DOCUMENT EXTRACT:
-*-*-
Reply Thu 25 Feb, 2010 11:46 pm
@Quinn phil,
Some would say that the UN's response to the U.S.'s interventions in Afghanistan and Iraq could be viewed as a type of appeasement of American imperialism.
 
kennethamy
 
Reply Fri 26 Feb, 2010 12:21 am
@Insty,
Insty;132685 wrote:
Some would say that the UN's response to the U.S.'s interventions in Afghanistan and Iraq could be viewed as a type of appeasement of American imperialism.


Who would say that? The Taliban in Afganistan had supported the 9/11 attack on America, and sheltered the attackers. So how could the UN be appeasing the victims of the attack when the victims retaliated?
 
Jebediah
 
Reply Fri 26 Feb, 2010 12:43 am
@Quinn phil,
The obvious example would be North Korea, or wasn't there something about the food for oil UN thing and Iraq? I really don't remember.
 
Insty
 
Reply Fri 26 Feb, 2010 12:49 am
@kennethamy,
kennethamy;132687 wrote:
Who would say that? The Taliban in Afganistan had supported the 9/11 attack on America, and sheltered the attackers. So how could the UN be appeasing the victims of the attack when the victims retaliated?

The U.S.'s intervention in Afghanistan, like the intervention in Iraq, has not been supported by the international community. Bush wasn't able to get the UN Security Council to authorize military action in Afghanistan. Even though the UN didn't approve of the intervention, however, it also didn't oppose America too strongly. This was partly because of the magnitude of the 9/11 attacks. It was also because, as a practical matter, there wasn't much the UN could do to stop the intervention. The case is even clearer with the Iraq War.

I personally do not oppose the interventions in either Afghanistan or Iraq, but I can understand why people from other countries view the interventions as a form of imperialism; and it makes perfect sense to say that the international community's reaction has been one of appeasement.

---------- Post added 02-26-2010 at 02:50 AM ----------

Jebediah;132693 wrote:
The obvious example would be North Korea, or wasn't there something about the food for oil UN thing and Iraq? I really don't remember.

North Korea would be a decent example of a strategy of appeasement, but it lacks the element of imperialism.
 
kennethamy
 
Reply Fri 26 Feb, 2010 02:14 am
@Insty,
Insty;132698 wrote:
The U.S.'s intervention in Afghanistan, like the intervention in Iraq, has not been supported by the international community. Bush wasn't able to get the UN Security Council to authorize military action in Afghanistan. Even though the UN didn't approve of the intervention, however, it also didn't oppose America too strongly. This was partly because of the magnitude of the 9/11 attacks. It was also because, as a practical matter, there wasn't much the UN could do to stop the intervention. The case is even clearer with the Iraq War.
-*-*-
DATA EXCERPT:
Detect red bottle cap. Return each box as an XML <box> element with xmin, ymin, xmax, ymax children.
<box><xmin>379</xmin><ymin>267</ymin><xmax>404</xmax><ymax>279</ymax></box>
-*-*-
TASK INSTRUCTIONS:
1. In the forum thread, which example of appeasement is said to lack the element of imperialism?
2. Repeat the forum thread's wording verbatim, from "---------- Post added" to "element of imperialism.".

RESPONSES IN ORDER:
1. North Korea.

2.
---------- Post added 02-26-2010 at 02:50 AM ----------

Jebediah;132693 wrote:
The obvious example would be North Korea, or wasn't there something about the food for oil UN thing and Iraq? I really don't remember.

North Korea would be a decent example of a strategy of appeasement, but it lacks the element of imperialism.